--- start SOURCE MATERIAL ---

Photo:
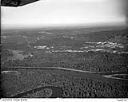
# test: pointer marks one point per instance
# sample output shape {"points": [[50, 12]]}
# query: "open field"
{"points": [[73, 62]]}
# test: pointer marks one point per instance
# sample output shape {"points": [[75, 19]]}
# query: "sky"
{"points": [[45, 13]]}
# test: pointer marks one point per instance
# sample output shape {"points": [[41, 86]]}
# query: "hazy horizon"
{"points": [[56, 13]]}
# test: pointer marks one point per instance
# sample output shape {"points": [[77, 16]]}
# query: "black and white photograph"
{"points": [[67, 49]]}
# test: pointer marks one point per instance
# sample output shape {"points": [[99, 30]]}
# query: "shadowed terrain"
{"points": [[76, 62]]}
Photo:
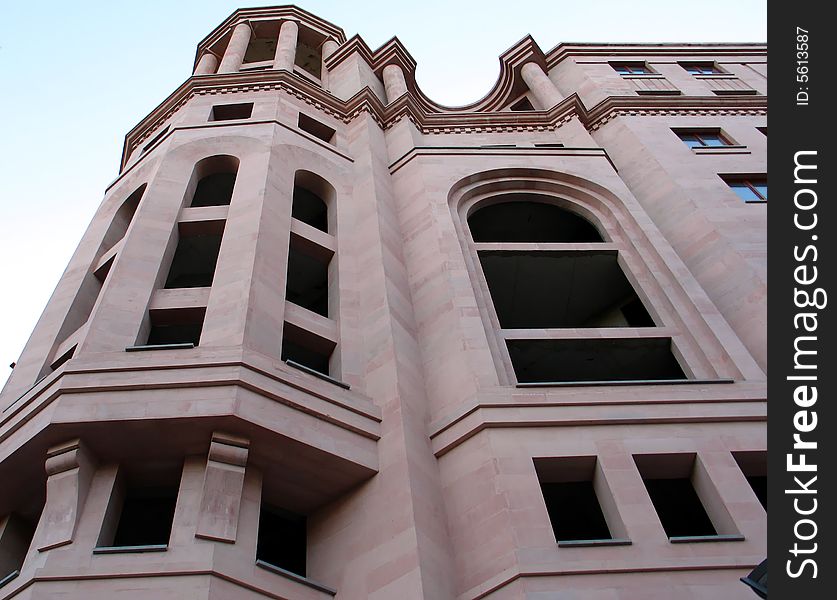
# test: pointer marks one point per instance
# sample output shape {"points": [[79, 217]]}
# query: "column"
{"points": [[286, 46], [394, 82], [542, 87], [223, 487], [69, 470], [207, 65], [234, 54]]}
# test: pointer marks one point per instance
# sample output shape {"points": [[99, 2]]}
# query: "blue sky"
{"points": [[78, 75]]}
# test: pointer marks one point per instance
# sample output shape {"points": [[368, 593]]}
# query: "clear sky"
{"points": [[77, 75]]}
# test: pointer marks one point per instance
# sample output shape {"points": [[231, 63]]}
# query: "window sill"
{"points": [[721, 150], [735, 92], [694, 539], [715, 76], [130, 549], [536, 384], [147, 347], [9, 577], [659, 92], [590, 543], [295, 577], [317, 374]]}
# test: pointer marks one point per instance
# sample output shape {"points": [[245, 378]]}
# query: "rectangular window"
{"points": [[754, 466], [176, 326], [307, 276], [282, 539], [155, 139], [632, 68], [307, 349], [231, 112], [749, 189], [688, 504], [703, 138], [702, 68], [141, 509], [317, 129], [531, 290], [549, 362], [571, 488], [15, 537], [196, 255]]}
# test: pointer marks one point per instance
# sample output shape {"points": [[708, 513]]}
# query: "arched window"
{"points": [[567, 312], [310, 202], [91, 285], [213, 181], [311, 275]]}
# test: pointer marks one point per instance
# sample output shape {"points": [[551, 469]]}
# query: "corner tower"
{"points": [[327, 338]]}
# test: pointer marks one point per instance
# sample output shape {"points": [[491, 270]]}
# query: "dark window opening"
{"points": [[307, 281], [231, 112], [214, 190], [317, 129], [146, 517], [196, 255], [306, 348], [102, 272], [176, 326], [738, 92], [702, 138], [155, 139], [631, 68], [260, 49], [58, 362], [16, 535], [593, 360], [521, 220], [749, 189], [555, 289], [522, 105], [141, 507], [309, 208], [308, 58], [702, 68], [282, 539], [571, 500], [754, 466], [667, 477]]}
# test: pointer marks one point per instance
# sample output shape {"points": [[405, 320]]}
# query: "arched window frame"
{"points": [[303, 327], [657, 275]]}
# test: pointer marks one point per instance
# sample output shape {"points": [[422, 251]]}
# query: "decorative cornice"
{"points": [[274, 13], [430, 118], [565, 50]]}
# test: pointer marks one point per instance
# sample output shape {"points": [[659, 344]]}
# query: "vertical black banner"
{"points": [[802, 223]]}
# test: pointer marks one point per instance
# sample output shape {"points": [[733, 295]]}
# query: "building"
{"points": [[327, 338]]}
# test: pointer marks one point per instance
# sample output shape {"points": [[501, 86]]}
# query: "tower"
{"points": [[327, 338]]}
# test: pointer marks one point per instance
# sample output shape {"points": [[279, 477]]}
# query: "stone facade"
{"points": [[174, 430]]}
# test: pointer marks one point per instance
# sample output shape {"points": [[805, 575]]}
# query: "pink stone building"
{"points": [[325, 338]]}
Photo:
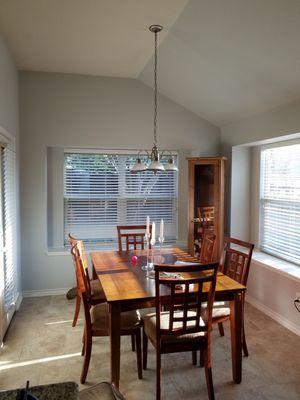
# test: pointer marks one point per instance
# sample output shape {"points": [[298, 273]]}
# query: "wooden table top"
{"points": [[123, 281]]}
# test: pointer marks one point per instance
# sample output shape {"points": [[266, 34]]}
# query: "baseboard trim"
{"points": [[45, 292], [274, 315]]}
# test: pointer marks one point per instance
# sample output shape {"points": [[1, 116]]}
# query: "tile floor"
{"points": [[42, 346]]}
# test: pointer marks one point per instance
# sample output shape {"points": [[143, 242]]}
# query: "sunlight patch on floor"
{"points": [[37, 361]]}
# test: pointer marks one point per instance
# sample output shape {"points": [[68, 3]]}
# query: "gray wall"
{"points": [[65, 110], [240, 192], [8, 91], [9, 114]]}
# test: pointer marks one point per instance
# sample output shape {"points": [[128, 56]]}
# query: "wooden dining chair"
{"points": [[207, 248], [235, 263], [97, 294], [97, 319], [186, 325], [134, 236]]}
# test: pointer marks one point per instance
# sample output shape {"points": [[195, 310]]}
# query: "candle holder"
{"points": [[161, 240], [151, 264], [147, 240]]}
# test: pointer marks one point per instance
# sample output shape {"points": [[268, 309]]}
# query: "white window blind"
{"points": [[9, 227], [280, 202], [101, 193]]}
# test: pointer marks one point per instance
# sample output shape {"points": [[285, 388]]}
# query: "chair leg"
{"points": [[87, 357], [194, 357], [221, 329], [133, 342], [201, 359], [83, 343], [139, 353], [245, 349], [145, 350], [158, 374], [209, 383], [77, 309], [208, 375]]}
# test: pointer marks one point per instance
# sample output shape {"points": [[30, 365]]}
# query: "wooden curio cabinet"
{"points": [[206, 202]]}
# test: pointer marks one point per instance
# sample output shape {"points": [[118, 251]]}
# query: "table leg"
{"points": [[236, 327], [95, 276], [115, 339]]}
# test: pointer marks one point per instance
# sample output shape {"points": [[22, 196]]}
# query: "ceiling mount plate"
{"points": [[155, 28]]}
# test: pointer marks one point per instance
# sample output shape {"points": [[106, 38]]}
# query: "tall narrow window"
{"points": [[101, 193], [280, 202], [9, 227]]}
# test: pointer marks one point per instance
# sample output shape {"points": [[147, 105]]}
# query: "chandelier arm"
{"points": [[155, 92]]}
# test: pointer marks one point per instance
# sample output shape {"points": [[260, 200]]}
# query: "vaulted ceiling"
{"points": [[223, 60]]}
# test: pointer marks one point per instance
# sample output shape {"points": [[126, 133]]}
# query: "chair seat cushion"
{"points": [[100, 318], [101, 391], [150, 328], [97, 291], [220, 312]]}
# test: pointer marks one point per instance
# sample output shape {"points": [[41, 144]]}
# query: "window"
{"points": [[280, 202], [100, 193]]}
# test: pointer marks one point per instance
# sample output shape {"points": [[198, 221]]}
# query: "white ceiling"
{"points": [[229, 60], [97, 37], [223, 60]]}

--- end SOURCE MATERIAL ---
--- start SOURCE MATERIAL ---

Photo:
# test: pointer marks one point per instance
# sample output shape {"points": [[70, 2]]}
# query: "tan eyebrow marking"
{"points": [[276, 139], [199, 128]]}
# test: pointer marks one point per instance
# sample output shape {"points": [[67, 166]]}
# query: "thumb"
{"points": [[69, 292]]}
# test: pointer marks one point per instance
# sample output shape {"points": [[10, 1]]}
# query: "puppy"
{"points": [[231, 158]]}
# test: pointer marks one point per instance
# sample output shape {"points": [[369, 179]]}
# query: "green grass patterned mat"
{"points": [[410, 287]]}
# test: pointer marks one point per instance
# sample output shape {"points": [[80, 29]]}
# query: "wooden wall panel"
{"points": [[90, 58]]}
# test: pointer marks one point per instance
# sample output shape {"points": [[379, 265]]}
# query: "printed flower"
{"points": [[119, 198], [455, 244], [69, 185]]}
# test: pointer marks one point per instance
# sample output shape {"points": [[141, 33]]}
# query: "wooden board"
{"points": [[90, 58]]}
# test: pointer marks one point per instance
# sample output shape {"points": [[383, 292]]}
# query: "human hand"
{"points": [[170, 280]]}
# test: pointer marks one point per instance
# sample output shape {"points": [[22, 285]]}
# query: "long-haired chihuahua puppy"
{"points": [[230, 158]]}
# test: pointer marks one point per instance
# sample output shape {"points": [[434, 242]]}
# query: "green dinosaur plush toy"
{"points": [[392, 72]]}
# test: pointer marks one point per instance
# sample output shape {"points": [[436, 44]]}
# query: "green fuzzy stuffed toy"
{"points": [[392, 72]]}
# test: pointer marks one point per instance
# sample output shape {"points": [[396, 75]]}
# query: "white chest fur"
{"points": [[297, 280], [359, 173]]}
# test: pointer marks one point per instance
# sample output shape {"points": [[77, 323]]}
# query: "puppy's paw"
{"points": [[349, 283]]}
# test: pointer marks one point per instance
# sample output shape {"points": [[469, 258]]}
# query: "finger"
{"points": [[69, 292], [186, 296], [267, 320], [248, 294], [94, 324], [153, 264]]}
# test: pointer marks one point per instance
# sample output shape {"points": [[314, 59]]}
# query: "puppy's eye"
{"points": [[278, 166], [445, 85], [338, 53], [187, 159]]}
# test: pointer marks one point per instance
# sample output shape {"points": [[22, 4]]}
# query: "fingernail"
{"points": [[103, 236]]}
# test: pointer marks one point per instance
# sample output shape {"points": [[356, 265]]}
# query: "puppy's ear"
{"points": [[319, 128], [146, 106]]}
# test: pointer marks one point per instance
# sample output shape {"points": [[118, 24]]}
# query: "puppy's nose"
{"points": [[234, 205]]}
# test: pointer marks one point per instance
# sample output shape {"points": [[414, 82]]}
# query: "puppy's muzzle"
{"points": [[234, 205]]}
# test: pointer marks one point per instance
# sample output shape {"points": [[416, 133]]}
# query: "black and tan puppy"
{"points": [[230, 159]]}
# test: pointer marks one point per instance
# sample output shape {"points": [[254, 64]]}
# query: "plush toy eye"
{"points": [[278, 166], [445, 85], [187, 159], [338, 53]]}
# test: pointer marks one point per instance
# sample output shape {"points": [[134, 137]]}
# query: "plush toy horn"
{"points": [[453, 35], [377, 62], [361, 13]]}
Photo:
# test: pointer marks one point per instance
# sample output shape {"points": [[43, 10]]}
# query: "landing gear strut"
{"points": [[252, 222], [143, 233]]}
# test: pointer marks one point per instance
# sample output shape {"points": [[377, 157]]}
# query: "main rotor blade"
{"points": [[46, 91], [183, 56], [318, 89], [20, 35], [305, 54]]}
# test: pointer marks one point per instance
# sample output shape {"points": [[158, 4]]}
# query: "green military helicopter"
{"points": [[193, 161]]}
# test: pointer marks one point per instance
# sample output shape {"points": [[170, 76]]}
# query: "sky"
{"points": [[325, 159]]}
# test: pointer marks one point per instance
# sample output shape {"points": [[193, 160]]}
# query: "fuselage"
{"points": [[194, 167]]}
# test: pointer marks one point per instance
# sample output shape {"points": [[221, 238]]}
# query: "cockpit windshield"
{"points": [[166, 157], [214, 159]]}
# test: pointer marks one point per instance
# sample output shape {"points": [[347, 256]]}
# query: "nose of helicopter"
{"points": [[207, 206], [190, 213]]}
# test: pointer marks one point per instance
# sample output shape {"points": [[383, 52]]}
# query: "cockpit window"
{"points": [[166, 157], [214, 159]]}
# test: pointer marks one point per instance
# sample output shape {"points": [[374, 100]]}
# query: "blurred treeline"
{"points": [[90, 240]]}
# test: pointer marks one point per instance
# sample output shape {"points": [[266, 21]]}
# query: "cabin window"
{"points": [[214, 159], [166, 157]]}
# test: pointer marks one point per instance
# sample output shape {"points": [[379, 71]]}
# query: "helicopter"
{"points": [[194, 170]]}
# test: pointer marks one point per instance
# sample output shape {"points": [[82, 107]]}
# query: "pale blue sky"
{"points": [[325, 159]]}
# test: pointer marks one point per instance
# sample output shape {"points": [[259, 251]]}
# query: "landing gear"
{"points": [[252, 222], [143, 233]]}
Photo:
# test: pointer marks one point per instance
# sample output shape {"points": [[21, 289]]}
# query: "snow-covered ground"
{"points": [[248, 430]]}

--- end SOURCE MATERIAL ---
--- start SOURCE MATERIAL ---

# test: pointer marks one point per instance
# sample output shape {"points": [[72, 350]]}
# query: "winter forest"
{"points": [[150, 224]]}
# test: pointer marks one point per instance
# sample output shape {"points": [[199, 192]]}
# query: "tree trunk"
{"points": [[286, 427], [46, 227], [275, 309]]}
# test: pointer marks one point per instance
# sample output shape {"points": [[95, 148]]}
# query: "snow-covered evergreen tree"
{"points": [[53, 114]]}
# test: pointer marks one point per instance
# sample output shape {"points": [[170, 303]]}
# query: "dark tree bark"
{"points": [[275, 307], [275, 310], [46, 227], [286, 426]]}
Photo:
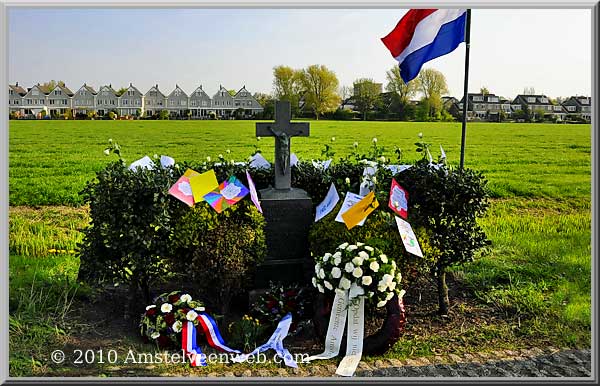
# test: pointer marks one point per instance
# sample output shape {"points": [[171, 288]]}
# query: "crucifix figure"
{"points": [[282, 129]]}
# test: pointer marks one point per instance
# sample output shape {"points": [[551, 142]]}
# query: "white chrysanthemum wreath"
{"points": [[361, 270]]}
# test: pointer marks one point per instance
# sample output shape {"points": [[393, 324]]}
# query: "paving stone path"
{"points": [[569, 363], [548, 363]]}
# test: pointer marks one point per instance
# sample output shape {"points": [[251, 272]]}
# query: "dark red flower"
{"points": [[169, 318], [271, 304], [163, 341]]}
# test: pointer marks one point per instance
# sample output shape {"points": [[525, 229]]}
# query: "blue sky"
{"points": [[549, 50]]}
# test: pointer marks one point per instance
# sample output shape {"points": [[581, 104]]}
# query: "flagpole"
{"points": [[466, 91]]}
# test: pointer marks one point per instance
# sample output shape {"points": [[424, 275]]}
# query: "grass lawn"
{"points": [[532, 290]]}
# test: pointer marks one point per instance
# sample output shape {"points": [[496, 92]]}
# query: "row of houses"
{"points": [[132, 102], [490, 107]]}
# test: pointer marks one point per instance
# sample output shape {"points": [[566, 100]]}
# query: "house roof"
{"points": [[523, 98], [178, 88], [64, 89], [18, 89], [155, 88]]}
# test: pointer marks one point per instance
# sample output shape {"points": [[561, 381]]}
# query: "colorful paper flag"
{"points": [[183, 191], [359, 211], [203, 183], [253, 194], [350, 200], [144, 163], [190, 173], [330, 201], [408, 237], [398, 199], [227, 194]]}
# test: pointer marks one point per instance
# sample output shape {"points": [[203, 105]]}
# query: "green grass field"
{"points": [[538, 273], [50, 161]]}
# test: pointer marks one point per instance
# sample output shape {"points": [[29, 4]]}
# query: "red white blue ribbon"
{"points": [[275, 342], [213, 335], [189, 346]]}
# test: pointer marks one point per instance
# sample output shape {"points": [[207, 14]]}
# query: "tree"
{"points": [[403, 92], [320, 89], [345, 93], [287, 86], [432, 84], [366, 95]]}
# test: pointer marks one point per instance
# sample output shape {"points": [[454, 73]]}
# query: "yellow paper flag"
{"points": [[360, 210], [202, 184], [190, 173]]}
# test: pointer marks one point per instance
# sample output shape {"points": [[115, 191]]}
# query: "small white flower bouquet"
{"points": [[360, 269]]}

--- end SOURCE MATERIAL ---

» **DESCRIPTION OF THE TASK**:
State how many lines of the records above contain the string "flower", matching case exactly. Give only the number.

» **WORKED SOLUTION**:
3